• [Source extract]:

************

Who gave Heather Bandenburg permission to snatch my wig this hard? I Need To Cher are a phenomenal company specialising in the life of a goddess. I had no idea that I needed their production of How to Survive the Cherpocalypse – I am certain it has cured my seasonal depression. Who would have thought I was in need of a brief delve into the healing powers of Cher herself?
The Space is churchy and looms over us. Electric candles flicker; Cher blares through the theatre and a cardboard cut-out of the titular character is centre stage, propped against a wooden chair. What we learn very quickly is that this is intentionally, ironically apocalyptic. I hear an audience member cry out, “Is this modern art?”
A yellow marigold creeps around a door before Bandenburg bursts into space. She’s in a bright hazmat suit. Huge pink balloons shape her body as she proceeds to perform the most chaotic strip tease I have ever witnessed. A terrifying figure below a black drape is suddenly revealed to be a mannequin dressed as Cher.
Bandenburg stands before us in a leotard draped in a huge black wig. Her Cher make-up is immaculate with its red lip and smooth eyebrow. She febreezes her crotch. She looks incredible. Beneath this show of carefully crafted nonsense is a skilled performer with intoxicating charm and finesse. Bandenburg’s humour is deliciously dry and she doesn’t miss a beat.
This one-woman performance sweeps you off your feet with the most ingenuity ever to inspire a PowerPoint presentation. Embedded in what could be conceived as nothing but hysterical inane nonsense is a feminist narrative of self-worth and individuality. We are told to, “Become our own rich man,” and taught to seek out the light in a post-lockdown world.
Lessons from Cher are utilised to comedically heal you. A slide reads, “If you fear looking foolish, you will never have the opportunity to be that great.” We reflect on the past seven months. The first 28 seconds of ‘Believe’ play over BBC footage of shoppers in lockdown stood behind endless trolleys outside supermarkets. Cher informs us, “I’ve been self-isolating since the mid 1990s.”

************

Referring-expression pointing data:
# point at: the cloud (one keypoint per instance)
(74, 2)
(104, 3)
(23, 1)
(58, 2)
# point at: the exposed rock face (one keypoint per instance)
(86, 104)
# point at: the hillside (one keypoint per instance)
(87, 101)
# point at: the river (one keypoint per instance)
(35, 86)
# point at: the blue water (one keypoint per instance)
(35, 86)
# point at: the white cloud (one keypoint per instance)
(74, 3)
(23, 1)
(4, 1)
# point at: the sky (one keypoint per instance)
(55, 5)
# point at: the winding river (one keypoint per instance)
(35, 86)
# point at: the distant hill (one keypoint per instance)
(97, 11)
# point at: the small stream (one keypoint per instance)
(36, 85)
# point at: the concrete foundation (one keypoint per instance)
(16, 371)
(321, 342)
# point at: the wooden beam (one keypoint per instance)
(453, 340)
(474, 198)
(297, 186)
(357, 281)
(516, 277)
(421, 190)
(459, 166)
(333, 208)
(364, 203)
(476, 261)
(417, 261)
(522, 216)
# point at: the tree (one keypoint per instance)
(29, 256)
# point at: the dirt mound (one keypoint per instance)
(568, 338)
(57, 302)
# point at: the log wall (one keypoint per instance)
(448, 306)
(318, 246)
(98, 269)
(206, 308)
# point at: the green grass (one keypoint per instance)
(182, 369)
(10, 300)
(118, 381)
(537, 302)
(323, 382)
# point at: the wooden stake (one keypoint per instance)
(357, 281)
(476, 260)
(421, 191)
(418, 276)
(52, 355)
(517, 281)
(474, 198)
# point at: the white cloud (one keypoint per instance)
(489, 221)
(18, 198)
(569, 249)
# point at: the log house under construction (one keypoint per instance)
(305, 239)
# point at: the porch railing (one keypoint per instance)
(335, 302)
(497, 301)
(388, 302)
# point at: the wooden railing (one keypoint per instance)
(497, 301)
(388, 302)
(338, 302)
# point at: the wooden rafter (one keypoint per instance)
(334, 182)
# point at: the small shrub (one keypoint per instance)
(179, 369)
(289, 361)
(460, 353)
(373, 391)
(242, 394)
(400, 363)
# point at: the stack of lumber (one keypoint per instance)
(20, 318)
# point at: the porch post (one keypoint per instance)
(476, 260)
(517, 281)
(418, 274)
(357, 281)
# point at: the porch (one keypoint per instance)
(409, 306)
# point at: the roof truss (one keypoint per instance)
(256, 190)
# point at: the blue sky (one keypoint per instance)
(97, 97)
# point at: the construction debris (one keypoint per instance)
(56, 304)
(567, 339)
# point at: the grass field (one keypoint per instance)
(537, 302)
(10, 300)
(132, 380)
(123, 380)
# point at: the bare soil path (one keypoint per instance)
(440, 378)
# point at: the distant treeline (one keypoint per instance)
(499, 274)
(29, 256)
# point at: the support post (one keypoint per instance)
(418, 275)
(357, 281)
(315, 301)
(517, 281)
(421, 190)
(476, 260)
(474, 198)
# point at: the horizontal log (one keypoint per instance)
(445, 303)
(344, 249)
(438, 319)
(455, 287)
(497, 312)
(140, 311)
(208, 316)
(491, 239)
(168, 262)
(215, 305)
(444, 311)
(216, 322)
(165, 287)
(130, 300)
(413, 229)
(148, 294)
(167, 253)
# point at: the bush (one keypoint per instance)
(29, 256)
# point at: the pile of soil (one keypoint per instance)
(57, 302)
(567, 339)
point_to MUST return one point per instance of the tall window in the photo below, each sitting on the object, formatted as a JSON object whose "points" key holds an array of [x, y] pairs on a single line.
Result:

************

• [What is being asked]:
Could you copy out the Cher show review word for word, from "Bandenburg stands before" up to and including "miss a beat."?

• [Task result]:
Bandenburg stands before us in a leotard draped in a huge black wig. Her Cher make-up is immaculate with its red lip and smooth eyebrow. She febreezes her crotch. She looks incredible. Beneath this show of carefully crafted nonsense is a skilled performer with intoxicating charm and finesse. Bandenburg’s humour is deliciously dry and she doesn’t miss a beat.